--- start of Exercise input ---
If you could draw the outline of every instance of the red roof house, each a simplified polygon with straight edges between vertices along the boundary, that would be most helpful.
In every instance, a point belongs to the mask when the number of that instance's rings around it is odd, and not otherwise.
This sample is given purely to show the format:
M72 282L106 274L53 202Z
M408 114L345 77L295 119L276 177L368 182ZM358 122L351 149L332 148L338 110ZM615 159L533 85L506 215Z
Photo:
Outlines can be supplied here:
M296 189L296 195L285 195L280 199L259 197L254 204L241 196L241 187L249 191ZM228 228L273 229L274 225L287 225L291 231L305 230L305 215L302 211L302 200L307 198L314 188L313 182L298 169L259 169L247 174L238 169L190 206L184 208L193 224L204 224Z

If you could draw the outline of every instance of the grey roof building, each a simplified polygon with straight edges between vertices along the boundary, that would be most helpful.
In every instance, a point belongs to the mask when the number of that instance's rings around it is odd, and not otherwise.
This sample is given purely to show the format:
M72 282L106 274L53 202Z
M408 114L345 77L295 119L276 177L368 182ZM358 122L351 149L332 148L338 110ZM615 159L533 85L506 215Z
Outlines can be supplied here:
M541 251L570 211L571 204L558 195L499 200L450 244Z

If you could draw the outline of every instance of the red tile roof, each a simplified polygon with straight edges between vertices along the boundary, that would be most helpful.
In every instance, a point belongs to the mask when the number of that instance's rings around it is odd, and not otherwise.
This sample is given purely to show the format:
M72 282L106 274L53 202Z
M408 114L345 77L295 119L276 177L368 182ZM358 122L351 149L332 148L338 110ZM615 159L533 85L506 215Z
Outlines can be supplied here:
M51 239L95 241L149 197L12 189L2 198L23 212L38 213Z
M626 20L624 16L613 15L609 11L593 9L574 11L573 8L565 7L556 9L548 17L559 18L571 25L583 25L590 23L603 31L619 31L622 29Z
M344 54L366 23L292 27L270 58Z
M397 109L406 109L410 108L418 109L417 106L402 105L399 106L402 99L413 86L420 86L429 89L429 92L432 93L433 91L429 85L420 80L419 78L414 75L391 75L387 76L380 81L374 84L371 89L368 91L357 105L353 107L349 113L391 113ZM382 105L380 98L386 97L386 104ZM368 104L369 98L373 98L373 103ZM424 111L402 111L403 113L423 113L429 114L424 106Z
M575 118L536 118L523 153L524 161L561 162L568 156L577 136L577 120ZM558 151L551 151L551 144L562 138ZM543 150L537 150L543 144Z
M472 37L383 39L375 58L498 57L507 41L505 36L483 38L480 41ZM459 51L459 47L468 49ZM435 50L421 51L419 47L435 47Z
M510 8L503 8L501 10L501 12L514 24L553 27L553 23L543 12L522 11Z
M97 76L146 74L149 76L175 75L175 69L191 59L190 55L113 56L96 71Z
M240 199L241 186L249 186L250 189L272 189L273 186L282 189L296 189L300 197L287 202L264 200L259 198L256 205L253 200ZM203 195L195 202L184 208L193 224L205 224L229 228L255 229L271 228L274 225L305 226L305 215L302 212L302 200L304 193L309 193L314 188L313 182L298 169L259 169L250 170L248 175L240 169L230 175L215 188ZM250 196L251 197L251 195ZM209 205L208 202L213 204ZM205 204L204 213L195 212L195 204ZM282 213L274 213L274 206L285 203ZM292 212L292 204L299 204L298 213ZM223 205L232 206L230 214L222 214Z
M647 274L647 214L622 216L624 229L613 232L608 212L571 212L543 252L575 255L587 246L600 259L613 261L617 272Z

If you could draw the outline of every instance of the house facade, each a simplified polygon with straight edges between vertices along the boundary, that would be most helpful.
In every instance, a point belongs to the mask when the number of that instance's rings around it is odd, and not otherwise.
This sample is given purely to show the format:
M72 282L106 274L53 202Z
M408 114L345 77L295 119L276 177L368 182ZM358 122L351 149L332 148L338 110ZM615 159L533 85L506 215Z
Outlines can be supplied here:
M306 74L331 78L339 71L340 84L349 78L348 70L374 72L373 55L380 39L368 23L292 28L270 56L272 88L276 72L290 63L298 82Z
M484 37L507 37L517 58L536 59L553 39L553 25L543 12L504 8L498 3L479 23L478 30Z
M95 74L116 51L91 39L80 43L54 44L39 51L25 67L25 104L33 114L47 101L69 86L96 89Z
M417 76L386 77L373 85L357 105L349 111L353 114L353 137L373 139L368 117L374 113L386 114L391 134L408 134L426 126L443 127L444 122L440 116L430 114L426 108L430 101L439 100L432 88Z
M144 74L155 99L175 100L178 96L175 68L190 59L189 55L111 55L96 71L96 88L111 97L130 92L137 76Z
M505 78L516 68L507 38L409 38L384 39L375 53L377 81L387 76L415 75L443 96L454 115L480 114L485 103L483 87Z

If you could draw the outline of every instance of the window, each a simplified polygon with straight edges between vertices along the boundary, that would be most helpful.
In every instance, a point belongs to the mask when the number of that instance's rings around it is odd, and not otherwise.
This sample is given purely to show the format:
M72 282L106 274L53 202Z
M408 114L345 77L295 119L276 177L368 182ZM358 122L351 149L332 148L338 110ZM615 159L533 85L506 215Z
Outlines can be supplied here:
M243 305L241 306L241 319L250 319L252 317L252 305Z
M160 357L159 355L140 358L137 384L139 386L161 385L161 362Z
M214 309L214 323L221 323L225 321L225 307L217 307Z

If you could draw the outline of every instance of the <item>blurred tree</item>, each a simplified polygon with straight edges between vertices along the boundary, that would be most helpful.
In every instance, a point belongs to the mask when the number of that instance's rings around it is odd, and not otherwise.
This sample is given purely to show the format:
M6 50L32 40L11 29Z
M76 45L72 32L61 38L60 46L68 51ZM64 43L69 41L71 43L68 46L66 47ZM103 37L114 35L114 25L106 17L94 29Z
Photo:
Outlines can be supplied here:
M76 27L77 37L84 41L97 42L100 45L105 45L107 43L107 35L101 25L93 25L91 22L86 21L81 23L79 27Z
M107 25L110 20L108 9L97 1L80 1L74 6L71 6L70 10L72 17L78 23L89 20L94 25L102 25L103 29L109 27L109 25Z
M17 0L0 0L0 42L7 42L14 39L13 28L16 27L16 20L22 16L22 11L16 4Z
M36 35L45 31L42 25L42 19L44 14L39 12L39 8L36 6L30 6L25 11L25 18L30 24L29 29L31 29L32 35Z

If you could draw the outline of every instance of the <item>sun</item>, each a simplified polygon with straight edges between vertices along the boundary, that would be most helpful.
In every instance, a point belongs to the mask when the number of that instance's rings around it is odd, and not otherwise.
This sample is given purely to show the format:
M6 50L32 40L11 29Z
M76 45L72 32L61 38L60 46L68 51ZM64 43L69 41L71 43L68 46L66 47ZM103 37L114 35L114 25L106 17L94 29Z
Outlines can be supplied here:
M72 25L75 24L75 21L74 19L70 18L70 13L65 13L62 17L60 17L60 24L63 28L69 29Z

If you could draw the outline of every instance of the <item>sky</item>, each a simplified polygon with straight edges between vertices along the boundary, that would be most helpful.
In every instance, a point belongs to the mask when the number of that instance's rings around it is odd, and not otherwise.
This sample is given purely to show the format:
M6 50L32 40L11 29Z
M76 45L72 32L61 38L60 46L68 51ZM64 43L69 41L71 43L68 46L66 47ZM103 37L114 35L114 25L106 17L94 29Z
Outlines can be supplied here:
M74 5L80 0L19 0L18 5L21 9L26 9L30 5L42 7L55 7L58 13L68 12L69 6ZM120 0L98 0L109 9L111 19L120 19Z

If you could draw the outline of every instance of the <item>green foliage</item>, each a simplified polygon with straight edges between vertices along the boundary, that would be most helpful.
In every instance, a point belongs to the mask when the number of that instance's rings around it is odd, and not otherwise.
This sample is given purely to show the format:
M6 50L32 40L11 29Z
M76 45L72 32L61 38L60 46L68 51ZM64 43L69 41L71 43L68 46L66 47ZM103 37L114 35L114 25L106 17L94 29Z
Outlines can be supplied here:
--- end of Exercise input ---
Reproduce the part of the listing that opens with the line containing "of the <item>blurred" and closes with the line containing "M17 0L0 0L0", substituting "specimen" for "sample" and changing nothing else.

If you could draw the outline of every instance of the <item>blurred tree</item>, each a simplified polygon with straight edges between vertices along the boundary, that would be most helpful.
In every instance, a point belongs to the mask when the number of that instance's rings around it is odd, and not otherwise.
This specimen is given purely to show the format:
M6 50L32 40L11 29Z
M76 45L72 32L61 38L60 46L68 51ZM64 43L69 41L71 43L68 46L66 47ZM103 37L114 35L114 25L106 17L94 29Z
Photo:
Outlines can be supplied here:
M76 27L77 37L84 41L97 42L100 45L105 45L107 43L107 35L101 25L93 25L91 22L86 21L81 23L79 27Z
M107 25L110 20L108 9L97 1L80 1L74 6L71 6L70 10L72 17L78 23L89 20L94 25L102 25L103 29L109 27L109 25Z
M17 0L0 0L0 42L7 42L14 39L13 28L16 27L16 20L22 16L22 11L16 4Z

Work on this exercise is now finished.